What needs to be done ::
Print nothing except the lines of the listing below from the line with "point_to(query) returns, for every instance of the monkey's foot" to the line with "point_to(query) returns, for every instance of the wood", each exactly as written, both ends included.

[Records supplied — start]

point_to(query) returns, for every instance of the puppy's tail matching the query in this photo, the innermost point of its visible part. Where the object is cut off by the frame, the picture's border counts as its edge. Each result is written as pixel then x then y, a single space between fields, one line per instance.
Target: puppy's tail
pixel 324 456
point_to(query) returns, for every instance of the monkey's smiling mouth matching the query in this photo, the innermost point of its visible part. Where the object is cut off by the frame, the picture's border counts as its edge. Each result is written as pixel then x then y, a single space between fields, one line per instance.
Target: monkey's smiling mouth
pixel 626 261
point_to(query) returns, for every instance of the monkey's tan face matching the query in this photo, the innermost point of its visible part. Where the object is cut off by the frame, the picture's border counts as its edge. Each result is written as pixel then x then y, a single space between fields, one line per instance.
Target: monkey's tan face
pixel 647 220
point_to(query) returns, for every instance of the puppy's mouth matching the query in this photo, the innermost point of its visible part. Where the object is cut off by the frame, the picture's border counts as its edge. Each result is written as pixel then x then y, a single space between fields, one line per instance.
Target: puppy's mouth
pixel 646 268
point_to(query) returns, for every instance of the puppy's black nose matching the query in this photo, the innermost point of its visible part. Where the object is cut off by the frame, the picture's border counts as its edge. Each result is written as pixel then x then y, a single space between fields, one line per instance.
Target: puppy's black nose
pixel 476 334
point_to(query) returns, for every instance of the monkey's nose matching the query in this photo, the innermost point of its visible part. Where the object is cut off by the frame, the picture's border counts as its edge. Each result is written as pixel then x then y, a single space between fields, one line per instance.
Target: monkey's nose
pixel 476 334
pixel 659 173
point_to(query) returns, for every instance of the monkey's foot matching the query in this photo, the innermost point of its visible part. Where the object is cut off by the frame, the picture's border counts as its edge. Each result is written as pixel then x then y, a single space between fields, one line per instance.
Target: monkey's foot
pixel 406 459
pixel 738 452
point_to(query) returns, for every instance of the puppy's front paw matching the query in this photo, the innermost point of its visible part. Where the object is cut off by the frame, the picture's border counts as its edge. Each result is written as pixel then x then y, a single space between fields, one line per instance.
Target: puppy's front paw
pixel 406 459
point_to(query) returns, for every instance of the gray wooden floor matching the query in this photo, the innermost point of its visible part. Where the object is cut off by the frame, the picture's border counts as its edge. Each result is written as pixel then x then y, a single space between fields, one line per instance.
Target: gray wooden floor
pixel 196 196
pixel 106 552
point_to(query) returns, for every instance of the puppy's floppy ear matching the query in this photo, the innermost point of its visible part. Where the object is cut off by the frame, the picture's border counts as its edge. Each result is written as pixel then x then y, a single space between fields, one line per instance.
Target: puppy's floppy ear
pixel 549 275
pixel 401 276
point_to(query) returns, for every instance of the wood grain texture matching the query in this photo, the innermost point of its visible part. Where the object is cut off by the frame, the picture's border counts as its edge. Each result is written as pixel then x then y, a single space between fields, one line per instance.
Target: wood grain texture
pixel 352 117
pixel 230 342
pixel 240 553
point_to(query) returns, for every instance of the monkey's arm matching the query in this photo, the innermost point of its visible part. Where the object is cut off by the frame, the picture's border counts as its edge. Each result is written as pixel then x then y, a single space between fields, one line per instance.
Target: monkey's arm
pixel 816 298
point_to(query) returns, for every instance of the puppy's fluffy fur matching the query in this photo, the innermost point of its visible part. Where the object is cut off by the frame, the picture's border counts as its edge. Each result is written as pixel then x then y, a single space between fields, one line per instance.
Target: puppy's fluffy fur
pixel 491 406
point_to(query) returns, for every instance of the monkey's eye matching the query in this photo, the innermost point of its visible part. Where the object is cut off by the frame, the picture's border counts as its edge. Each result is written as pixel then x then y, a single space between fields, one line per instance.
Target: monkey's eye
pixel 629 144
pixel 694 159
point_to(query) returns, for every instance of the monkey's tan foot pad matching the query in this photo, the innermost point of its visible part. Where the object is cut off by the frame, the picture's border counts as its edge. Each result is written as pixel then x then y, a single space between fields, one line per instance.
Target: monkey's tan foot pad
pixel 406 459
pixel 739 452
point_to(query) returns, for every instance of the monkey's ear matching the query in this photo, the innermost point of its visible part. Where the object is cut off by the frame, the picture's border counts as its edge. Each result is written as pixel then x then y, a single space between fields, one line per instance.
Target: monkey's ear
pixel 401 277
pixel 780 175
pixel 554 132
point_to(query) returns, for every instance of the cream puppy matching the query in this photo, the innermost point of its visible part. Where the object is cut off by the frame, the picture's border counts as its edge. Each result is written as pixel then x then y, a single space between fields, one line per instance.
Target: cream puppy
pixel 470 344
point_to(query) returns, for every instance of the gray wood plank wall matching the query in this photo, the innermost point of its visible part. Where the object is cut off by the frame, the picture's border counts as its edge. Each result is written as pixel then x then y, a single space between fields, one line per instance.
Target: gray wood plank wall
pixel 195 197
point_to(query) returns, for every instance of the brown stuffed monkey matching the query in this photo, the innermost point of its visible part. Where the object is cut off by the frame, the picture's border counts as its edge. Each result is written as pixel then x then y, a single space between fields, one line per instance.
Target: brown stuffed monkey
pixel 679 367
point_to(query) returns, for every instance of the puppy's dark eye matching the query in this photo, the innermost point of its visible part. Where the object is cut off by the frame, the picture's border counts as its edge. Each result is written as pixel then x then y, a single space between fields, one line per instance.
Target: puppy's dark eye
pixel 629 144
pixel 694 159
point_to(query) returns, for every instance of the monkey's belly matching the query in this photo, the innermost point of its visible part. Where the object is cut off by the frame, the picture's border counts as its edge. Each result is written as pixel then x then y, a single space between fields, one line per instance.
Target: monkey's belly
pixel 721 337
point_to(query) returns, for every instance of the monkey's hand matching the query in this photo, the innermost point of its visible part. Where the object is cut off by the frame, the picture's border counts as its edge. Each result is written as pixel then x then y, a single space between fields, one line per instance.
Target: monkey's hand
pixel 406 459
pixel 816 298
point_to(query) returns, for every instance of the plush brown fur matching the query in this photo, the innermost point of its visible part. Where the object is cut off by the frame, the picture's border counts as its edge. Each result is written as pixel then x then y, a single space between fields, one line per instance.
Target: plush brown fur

[Records supplied — finish]
[Records supplied — start]

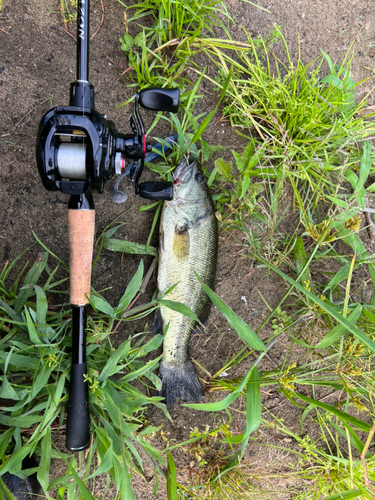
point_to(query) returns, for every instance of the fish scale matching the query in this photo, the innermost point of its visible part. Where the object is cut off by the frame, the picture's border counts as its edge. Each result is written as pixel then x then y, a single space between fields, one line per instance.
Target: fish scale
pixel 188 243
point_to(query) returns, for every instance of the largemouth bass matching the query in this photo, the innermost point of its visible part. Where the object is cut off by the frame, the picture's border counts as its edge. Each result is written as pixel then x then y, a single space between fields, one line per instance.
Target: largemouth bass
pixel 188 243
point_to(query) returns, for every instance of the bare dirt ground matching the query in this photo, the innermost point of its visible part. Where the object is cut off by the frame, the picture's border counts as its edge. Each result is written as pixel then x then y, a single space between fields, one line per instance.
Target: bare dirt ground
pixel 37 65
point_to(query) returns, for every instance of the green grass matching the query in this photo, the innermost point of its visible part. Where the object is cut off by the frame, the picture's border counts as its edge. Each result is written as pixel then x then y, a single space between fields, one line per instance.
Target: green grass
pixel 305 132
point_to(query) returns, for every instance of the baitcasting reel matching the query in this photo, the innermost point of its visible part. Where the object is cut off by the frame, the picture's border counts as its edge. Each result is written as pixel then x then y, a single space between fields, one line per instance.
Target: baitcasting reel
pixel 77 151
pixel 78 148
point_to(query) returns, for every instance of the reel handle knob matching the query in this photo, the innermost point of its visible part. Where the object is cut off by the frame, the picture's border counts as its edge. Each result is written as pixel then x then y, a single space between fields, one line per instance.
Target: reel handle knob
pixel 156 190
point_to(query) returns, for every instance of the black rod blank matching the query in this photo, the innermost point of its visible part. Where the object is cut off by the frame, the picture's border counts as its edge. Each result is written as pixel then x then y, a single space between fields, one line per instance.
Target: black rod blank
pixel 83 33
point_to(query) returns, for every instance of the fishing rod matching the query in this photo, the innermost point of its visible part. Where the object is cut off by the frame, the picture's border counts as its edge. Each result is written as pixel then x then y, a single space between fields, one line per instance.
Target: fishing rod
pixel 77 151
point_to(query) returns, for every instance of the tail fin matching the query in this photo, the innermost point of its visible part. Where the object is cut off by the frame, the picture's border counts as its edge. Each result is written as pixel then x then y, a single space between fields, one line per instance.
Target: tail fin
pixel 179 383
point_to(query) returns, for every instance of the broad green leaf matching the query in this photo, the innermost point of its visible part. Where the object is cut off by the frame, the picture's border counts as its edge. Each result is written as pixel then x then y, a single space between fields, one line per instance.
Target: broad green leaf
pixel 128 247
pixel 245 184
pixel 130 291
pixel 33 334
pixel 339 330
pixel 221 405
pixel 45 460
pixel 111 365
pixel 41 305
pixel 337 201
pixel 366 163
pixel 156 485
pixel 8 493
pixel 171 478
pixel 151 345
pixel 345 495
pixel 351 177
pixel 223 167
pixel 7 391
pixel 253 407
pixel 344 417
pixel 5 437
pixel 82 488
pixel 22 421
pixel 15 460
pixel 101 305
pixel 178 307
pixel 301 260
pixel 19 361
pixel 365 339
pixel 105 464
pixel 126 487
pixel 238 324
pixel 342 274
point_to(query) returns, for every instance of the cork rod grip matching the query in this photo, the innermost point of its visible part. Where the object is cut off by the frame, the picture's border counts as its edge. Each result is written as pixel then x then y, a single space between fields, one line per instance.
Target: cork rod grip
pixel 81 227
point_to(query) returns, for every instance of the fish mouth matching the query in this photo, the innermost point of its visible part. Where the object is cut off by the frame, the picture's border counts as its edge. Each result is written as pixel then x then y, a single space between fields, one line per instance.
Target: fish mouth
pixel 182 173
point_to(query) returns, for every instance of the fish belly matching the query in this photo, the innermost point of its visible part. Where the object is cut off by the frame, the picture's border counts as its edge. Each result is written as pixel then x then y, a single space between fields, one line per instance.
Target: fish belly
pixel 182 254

[Records supplied — finish]

Written solution ::
point_to(query) returns, for every instance of the monkey's foot matching the query in this photo, the innermost point of its visible part. Where the object is cut off by the frame, the picture's border counts as its edge. Each result is written as pixel then x then y, a single space between fields, one line per instance.
Target: monkey's foot
pixel 406 459
pixel 738 452
point_to(query) returns, for every instance of the puppy's front paw matching the query in this photo, the innermost point of its visible part. Where the object is cut off by the frame, the picture's border counts as its edge. Each result is written as pixel then x then y, a single space between fields, one line per instance.
Target: puppy's front paw
pixel 406 459
point_to(query) returns, for every instance of the gray wooden floor matching the query in this photo, the innermost point of its visible part. Where the object is cut off by the frame, the picture's border counts as its edge. Each result is written as pixel then x then y, a single space between fields, one line per instance.
Target: gray wooden floor
pixel 196 196
pixel 106 552
point_to(query) returns, for every instance of the puppy's floppy ear matching the query in this photo, the innermost point of its visible part. Where the object is cut off by the frame, the picture's border counts as its edge. Each result is written as pixel then x then y, a single space between fields, one line per instance.
Target: puppy's floppy ear
pixel 549 275
pixel 401 276
point_to(query) returns, for every instance of the wood grain texture matching the query in this photo, the innermost point of its visible part. Where the object is cut off by the frame, the picture's border counts as its edge. Each result is written as pixel then x then y, a single space between fields, one line per instance.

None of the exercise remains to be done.